### What to work on
Below are the entries. Transcribe exactly the lines from the one with "11L481 12L483 22H476L477" through the one with "negative clicks: (580, 136)", ends included, and leave out all others.

### Provided data
* * *
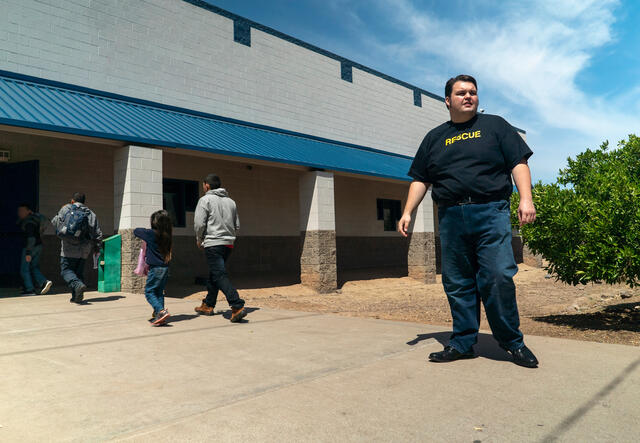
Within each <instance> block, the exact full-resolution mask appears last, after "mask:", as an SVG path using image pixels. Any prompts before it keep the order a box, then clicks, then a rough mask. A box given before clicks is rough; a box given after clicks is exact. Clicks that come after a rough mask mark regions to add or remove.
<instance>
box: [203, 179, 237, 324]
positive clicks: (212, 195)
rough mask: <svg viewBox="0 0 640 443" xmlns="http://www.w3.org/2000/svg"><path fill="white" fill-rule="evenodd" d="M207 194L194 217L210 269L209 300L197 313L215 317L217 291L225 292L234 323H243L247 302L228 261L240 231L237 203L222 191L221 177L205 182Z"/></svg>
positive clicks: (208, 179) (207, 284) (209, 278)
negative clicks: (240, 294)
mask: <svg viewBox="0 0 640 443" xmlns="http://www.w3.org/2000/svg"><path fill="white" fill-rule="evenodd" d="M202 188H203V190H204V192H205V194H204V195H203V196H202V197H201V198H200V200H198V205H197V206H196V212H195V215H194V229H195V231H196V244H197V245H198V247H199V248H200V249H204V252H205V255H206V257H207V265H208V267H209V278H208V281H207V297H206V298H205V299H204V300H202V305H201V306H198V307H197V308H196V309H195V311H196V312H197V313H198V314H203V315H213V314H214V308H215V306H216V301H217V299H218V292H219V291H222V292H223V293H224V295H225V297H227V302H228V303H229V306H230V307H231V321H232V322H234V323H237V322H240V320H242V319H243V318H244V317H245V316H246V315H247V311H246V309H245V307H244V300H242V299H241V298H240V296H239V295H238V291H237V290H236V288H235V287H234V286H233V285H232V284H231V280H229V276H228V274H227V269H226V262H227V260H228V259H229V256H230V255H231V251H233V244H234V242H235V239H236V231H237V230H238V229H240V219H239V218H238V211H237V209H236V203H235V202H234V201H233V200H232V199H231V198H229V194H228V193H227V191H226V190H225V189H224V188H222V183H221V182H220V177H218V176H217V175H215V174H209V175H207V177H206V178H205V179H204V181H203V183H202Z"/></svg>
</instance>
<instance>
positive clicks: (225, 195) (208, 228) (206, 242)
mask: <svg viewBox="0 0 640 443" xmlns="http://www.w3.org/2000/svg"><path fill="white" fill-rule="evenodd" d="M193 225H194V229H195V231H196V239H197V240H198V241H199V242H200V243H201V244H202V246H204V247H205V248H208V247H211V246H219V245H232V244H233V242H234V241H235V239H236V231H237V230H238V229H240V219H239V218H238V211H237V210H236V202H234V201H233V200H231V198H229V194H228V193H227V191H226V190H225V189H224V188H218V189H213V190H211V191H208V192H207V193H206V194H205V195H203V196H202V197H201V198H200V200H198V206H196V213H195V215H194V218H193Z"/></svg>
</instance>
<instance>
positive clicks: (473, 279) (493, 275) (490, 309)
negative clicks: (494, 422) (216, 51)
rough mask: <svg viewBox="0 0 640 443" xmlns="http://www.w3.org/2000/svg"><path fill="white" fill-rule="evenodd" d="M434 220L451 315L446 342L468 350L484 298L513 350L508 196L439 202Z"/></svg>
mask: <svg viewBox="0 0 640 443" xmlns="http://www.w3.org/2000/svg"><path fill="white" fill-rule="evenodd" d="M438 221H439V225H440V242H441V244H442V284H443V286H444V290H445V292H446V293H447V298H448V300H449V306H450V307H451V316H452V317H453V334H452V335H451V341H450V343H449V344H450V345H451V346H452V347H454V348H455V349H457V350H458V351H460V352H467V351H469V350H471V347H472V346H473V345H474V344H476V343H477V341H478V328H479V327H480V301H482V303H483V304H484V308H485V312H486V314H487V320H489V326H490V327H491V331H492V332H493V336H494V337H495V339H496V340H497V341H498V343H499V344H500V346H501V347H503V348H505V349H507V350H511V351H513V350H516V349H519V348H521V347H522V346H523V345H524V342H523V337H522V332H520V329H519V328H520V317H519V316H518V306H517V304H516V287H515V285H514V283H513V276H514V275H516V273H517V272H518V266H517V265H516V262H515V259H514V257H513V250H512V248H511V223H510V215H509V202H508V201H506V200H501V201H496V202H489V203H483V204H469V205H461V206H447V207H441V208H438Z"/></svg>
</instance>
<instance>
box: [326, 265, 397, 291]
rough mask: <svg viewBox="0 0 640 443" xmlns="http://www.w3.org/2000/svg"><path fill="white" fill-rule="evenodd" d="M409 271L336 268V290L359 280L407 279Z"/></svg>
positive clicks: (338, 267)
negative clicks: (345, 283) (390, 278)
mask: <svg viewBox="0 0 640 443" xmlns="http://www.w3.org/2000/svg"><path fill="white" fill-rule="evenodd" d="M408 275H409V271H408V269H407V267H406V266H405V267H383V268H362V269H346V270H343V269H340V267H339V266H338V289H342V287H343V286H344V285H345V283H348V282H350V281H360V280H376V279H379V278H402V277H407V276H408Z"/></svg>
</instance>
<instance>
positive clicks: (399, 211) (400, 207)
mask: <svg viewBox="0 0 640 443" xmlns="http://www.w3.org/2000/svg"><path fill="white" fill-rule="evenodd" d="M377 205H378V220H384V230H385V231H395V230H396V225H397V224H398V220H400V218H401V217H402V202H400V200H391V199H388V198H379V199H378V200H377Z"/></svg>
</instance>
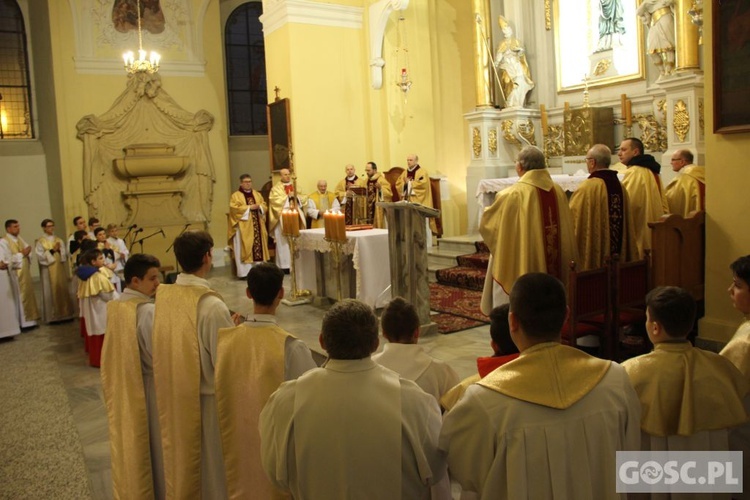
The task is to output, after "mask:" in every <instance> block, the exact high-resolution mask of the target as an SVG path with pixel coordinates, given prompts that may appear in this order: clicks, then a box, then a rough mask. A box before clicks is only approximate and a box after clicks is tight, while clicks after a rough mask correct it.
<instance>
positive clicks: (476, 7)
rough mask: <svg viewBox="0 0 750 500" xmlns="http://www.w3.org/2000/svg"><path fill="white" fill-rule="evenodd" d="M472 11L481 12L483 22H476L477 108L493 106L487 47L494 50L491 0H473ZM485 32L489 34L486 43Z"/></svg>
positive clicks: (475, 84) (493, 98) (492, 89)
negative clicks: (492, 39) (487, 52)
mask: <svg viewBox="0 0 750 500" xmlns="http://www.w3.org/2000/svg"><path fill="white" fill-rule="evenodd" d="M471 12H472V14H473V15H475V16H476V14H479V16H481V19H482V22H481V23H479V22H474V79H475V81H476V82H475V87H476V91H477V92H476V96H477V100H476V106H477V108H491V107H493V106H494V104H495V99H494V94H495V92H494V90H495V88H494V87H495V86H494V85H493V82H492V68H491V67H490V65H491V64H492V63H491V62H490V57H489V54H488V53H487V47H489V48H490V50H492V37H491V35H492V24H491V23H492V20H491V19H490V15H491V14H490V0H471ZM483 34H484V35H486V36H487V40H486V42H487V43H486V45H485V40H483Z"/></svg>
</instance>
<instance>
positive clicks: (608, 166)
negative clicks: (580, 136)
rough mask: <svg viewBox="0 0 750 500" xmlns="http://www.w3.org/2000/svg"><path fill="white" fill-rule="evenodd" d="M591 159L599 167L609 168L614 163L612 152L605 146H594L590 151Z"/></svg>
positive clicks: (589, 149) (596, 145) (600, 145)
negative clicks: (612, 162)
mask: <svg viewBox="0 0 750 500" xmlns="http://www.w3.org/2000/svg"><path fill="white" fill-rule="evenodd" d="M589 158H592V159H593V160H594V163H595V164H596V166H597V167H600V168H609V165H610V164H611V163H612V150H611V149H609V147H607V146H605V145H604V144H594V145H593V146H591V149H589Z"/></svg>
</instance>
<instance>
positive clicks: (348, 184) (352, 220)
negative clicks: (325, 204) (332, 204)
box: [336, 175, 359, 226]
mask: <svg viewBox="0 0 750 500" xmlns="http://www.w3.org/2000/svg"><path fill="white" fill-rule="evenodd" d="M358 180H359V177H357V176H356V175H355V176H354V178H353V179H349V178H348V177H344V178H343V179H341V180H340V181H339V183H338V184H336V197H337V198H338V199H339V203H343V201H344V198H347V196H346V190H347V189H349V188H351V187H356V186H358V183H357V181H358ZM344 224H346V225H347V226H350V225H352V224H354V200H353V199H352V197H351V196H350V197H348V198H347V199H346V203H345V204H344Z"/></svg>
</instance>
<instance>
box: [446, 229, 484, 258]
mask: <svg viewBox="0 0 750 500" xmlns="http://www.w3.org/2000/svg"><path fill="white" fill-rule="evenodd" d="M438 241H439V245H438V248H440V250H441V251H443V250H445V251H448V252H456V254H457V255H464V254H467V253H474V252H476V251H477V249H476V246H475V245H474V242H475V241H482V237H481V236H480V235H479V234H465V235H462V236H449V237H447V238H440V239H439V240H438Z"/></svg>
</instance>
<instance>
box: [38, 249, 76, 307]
* * *
### Answer below
rough mask: <svg viewBox="0 0 750 500" xmlns="http://www.w3.org/2000/svg"><path fill="white" fill-rule="evenodd" d="M472 11L481 12L483 22H476L477 108L493 106L487 47L494 50L491 0H473ZM485 32L489 34L486 43Z"/></svg>
positive clicks: (475, 84) (493, 98) (492, 89)
negative clicks: (492, 39) (487, 52)
mask: <svg viewBox="0 0 750 500" xmlns="http://www.w3.org/2000/svg"><path fill="white" fill-rule="evenodd" d="M471 12H472V14H473V15H475V16H476V14H479V16H481V19H482V22H481V23H479V22H474V79H475V81H476V82H475V87H476V91H477V92H476V96H477V100H476V106H477V108H491V107H493V106H494V104H495V99H494V94H495V92H494V90H495V88H494V87H495V86H494V85H493V82H492V68H491V67H490V65H491V64H492V63H491V62H490V57H489V54H488V53H487V47H489V48H490V50H492V37H491V35H492V24H491V23H492V20H491V19H490V15H491V14H490V0H471ZM483 34H484V35H486V36H487V40H486V42H487V43H486V45H485V40H483Z"/></svg>
</instance>
<instance>
positive clicks: (608, 166)
negative clicks: (580, 136)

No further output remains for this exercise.